- Directions for this task -
List each line of the records below that contains the word "pale". Matching is case-sensitive.
** Begin Data entries **
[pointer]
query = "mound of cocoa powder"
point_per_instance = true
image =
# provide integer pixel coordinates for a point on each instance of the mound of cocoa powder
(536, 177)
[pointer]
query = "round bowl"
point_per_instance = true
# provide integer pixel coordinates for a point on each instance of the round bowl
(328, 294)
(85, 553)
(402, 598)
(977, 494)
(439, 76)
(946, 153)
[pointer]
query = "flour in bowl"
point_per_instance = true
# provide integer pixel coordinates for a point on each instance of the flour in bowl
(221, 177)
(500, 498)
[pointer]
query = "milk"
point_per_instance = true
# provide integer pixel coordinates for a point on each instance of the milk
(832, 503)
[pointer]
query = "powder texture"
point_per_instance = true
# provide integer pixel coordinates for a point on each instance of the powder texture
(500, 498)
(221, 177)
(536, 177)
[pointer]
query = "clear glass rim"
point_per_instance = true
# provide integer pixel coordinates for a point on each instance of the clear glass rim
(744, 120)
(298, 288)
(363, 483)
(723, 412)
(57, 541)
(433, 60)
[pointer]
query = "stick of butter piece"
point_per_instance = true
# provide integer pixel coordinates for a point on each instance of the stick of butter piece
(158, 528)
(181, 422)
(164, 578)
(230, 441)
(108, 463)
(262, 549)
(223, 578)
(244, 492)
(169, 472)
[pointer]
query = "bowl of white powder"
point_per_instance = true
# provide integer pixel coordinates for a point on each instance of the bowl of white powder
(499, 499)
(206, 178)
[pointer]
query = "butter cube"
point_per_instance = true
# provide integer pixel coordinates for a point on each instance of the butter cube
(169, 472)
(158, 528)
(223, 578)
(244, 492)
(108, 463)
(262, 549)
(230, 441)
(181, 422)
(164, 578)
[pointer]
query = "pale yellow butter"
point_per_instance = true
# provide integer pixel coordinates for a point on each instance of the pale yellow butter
** End Data entries **
- Solution to the problem -
query = "pale yellow butter"
# provide integer pixel coordinates for a point on each instance of the pale yellow butter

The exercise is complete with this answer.